*Referring expression pointing data*.
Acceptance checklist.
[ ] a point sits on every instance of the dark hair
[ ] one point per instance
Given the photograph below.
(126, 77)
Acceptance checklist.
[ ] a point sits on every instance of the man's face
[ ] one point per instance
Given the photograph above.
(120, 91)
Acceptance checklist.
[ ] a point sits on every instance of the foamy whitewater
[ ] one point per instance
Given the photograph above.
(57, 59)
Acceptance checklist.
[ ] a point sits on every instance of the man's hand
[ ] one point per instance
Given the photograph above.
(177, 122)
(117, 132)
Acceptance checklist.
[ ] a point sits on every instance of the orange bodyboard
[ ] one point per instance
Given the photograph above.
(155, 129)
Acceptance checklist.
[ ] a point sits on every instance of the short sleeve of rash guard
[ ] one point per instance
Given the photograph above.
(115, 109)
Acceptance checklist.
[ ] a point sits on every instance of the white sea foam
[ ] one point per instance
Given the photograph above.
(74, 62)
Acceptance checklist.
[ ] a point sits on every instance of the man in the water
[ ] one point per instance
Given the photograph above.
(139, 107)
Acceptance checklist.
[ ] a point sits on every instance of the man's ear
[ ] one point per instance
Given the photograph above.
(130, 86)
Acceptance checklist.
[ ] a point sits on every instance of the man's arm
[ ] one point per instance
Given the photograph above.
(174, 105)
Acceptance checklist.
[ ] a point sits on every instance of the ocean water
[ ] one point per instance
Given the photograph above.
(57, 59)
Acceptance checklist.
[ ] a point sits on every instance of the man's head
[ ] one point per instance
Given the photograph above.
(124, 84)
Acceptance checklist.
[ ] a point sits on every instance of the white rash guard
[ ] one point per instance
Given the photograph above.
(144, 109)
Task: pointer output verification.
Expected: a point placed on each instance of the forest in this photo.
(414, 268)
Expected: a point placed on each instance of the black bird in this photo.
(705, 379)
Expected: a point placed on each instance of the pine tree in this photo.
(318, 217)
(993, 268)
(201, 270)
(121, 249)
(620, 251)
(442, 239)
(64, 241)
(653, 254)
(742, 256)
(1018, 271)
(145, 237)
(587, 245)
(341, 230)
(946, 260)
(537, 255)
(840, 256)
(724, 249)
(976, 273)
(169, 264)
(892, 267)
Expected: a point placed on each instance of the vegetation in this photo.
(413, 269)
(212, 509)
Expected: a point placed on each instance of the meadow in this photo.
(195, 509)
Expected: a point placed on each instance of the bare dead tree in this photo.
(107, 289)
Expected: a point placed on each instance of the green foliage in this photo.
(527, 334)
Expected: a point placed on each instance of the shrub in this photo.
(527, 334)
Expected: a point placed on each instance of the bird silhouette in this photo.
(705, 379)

*WHAT THE TASK REQUIRES*. Which lines of the records above contain the word "guard"? Report each one in full.

*WRITTEN SOLUTION*.
[ ] a point sits on every instance of the short sleeve of rash guard
[ ] a point sits on every instance of the white rash guard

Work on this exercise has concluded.